Qué se pide: Enumera todos los países que la reseña sobre La ladrona indica como países de producción de la película.

Texto proporcionado:
● ● ● ●

Sin abandonar los puntos de vista de jóvenes chicas inmersas en la búsqueda de sí mismas, el filme Haporetzet (La ladrona, Hagar Ben-Asher, Alemania/Francia/Israel, 2016) aporta otro capítulo que indaga en las contradicciones de una juventud asolada por las dudas. Alex es una chica de 18 años atrapada en el cambio entre la adolescencia y la edad adulta. La ausencia de la madre la deja sin referencia, pero el asalto a su piso por alguien o algunos la hace coquetear con el riesgo y comienza a trepar por las paredes y entrar en domicilios con la intención de robar. Su cambio de actitud y la fortaleza mental que le proporcionan sus atrevidas hazañas la empujan a tomar decisiones de conquistadora. La arrogancia y seguridad en sí misma alcanza un punto que en su vida entra un arqueólogo alemán mayor que él del que se enamora. Si la fantasía de la ladrona es de una exageración (se viste como catwoman) algo tonta, la corriente romántica no deja de ser extravagante y metida con calzador. La película casi deviene en una ensoñación, en la que un altercado sin consecuencias, la soledad y la falta permanente de los padres te arrastra a adoptar soluciones que ponen en entredicho la verosimilitud del relato.

● ● ● ●

Material proporcionado:
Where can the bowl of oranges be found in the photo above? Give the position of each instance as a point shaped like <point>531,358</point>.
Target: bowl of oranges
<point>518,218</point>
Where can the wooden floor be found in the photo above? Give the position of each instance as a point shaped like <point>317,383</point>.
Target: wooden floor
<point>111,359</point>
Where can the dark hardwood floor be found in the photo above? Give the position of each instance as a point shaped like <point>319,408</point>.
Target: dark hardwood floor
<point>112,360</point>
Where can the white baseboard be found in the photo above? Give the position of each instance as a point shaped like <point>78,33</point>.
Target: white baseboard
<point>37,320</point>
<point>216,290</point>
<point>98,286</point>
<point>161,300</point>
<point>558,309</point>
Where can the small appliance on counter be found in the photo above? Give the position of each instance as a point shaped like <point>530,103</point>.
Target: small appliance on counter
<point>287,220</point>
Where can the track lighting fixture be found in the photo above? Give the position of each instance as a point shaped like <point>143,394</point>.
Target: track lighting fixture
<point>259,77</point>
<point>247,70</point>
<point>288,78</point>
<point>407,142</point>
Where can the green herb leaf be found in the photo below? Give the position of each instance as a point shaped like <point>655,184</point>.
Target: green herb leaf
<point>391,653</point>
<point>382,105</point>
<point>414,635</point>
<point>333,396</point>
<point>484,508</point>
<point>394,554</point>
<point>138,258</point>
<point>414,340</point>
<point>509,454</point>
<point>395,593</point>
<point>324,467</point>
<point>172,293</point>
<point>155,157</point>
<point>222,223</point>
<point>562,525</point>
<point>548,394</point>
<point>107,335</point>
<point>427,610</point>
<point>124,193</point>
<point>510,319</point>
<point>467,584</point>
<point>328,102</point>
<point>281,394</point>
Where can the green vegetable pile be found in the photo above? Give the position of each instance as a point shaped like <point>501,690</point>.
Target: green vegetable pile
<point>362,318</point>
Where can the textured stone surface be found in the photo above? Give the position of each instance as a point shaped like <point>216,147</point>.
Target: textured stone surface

● ● ● ●

Resultado del ejercicio: Alemania, Francia, Israel